#### [WORK ITEM]
Each line of the material holding the word "below" must be identified and copied.

#### [DATA IN THIS EXERCISE]
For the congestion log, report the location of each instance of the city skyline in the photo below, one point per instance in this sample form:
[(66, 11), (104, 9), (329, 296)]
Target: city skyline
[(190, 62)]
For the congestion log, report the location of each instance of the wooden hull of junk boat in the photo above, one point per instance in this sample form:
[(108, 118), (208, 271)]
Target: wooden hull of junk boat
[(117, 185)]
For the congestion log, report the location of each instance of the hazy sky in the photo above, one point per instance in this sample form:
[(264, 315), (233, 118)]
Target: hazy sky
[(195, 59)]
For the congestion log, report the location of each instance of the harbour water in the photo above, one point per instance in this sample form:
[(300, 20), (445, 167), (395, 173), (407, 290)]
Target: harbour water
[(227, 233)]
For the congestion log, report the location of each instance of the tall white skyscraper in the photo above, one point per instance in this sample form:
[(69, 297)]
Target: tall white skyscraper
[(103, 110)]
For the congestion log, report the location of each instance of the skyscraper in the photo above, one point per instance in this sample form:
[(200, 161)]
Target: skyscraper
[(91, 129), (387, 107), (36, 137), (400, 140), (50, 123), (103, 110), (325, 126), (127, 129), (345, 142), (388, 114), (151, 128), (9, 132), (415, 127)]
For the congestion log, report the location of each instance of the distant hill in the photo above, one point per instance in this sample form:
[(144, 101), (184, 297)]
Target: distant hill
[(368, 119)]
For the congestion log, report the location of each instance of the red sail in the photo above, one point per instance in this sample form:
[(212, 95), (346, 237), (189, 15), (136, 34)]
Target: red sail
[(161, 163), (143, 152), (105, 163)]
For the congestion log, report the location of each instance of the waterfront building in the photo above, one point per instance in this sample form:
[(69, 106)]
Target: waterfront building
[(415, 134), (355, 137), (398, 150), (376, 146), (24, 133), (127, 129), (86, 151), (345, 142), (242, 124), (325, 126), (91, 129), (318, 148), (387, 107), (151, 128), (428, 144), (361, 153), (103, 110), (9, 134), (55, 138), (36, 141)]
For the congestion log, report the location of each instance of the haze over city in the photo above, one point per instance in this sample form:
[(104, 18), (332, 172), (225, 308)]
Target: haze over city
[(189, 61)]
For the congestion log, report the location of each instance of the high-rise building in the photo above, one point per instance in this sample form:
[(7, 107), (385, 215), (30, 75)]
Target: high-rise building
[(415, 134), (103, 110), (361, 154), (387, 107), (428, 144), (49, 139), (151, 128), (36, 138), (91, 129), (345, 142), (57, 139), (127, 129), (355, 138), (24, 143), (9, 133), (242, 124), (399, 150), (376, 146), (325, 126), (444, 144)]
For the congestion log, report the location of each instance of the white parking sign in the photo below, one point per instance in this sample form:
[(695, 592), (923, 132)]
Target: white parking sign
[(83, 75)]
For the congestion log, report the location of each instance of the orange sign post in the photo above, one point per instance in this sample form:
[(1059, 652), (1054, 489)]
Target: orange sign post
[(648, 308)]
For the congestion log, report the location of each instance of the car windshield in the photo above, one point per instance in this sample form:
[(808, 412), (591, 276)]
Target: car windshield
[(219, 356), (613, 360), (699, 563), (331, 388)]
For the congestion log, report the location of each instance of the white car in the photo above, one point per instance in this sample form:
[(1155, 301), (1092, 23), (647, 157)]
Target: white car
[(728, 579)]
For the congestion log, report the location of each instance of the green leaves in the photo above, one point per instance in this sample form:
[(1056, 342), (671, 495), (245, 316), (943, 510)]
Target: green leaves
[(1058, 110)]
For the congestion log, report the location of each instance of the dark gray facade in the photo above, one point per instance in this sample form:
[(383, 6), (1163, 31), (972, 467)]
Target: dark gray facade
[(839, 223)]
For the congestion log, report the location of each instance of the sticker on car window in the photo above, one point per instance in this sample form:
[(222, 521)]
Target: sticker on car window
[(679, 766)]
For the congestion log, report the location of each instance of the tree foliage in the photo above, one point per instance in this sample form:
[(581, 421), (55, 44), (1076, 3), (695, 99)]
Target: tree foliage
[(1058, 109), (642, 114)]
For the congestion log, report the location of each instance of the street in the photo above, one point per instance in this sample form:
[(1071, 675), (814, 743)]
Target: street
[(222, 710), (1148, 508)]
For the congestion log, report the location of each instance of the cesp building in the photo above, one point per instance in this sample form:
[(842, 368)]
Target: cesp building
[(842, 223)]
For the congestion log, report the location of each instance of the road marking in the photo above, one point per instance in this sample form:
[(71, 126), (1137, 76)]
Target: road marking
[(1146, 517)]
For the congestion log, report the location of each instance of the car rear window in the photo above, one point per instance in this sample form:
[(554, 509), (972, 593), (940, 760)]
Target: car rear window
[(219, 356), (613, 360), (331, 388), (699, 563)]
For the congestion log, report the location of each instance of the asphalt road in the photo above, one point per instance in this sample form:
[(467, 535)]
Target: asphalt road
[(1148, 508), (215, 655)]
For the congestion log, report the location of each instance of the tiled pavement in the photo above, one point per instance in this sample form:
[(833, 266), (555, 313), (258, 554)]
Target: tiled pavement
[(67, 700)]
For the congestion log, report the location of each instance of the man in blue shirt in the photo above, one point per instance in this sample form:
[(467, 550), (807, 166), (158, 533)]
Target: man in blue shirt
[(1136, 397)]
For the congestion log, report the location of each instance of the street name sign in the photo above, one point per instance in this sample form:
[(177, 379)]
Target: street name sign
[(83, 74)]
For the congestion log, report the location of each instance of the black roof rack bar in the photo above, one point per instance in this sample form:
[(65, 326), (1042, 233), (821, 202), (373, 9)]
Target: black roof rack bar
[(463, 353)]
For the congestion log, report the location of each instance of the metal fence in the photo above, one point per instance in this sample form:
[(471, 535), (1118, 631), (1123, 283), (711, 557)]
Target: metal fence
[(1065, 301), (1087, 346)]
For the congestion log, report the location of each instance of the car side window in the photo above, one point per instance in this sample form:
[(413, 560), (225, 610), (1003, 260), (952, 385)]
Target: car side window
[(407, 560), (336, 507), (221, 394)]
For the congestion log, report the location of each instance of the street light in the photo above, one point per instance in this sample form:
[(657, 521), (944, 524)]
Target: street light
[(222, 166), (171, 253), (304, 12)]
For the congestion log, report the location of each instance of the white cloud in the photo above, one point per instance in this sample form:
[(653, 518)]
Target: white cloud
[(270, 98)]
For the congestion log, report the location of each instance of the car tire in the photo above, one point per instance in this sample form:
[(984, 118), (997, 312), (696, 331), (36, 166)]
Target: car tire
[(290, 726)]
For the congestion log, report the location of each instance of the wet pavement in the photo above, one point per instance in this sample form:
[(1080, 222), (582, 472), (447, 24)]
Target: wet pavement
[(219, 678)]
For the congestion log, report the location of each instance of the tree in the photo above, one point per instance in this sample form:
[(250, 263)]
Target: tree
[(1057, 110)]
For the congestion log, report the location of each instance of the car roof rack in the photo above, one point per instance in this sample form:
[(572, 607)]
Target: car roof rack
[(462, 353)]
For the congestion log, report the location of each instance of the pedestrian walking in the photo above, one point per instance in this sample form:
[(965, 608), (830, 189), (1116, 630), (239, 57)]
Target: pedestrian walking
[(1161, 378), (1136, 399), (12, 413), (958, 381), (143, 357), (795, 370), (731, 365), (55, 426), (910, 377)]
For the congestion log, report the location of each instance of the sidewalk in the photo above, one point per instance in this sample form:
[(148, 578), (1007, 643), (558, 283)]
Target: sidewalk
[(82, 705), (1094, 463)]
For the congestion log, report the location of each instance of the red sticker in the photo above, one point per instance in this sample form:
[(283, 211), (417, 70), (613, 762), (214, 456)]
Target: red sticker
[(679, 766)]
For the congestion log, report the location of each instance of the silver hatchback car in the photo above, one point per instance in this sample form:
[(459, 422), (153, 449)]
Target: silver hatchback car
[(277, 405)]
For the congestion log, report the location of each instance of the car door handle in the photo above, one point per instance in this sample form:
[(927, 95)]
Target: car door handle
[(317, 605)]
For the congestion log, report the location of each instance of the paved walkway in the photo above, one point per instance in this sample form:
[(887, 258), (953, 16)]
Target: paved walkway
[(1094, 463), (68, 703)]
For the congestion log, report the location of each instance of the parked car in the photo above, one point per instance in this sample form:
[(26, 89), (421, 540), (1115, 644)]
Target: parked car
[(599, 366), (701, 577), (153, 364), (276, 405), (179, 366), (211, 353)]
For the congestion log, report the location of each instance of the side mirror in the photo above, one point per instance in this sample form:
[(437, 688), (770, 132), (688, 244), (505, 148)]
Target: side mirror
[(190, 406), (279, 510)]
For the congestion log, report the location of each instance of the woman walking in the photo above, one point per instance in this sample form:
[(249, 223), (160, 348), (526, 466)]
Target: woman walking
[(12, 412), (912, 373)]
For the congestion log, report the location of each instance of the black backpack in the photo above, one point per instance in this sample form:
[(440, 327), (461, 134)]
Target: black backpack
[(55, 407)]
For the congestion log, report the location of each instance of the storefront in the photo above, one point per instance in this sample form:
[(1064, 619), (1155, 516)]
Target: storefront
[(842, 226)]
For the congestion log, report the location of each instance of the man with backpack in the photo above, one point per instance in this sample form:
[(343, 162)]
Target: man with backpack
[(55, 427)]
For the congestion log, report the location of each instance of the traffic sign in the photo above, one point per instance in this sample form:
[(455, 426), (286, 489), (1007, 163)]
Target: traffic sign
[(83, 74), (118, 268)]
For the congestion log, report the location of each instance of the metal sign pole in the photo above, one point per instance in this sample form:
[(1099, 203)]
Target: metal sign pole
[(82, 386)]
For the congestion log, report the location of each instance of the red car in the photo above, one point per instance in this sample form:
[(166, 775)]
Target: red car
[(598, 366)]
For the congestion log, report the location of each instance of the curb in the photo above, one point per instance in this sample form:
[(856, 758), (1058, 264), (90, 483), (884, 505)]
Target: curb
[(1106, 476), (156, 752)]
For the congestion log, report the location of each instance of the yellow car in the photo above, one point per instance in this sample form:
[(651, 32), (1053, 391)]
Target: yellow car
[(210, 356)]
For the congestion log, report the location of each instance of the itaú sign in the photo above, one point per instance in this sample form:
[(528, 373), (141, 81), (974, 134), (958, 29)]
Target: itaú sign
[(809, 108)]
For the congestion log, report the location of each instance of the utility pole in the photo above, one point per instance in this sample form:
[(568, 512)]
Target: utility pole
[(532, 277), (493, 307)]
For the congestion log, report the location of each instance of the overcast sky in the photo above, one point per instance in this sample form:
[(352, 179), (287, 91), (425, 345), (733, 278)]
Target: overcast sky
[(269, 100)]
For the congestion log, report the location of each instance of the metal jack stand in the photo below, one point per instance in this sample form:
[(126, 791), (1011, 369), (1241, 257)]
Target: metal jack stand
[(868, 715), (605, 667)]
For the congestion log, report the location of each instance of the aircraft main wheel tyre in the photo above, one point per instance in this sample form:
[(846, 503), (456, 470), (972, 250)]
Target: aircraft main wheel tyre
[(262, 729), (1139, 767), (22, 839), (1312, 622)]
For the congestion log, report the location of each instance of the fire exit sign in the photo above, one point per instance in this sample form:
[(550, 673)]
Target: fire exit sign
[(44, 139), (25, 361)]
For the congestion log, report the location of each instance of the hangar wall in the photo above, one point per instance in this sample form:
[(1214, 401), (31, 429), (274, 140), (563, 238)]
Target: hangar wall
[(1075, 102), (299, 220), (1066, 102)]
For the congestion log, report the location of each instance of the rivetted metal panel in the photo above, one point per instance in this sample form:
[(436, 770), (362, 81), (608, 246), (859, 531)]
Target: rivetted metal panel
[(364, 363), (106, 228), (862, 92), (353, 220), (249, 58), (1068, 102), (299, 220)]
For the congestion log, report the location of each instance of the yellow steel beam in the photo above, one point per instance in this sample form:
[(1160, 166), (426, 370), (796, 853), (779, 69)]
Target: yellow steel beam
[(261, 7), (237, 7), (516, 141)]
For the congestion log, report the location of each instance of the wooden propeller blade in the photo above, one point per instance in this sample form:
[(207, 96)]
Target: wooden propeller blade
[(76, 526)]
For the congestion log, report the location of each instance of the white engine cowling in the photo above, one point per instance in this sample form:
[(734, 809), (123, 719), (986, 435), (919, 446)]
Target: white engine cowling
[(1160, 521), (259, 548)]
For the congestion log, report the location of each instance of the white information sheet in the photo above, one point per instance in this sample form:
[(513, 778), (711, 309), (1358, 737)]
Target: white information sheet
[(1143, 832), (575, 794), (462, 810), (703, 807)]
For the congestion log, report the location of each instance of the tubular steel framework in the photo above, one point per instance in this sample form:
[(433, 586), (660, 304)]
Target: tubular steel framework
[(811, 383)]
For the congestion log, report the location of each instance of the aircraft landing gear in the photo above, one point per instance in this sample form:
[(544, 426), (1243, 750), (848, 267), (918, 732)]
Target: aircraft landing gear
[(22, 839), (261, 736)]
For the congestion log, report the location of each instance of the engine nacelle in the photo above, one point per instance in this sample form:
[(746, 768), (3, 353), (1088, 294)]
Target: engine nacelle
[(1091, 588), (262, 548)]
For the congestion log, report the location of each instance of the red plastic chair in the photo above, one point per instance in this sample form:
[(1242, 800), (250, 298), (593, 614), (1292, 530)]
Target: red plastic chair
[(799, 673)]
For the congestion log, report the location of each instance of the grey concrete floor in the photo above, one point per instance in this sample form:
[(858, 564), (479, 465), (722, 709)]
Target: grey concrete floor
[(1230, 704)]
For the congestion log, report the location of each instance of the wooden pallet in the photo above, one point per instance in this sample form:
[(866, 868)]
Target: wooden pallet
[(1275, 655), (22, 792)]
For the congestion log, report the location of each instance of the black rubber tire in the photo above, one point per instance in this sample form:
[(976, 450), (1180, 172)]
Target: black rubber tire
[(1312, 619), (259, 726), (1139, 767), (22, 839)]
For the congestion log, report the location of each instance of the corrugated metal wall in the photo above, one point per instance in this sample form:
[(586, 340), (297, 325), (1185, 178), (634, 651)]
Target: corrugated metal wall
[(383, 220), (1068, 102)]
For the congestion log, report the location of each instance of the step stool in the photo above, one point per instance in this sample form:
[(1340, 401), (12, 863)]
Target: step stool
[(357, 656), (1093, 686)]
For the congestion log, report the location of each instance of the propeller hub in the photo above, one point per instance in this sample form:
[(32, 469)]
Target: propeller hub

#### [WORKED SOLUTION]
For the congestion log, report the location of each instance of the city skyline in the photo below, one point per instance in this sample form:
For the congestion log, report the location of each instance of the white parking sign in the photo below, one point per instance in this sample form:
For the congestion log, report the location of each instance of the metal jack stand in the photo below, one point per instance in this sample form:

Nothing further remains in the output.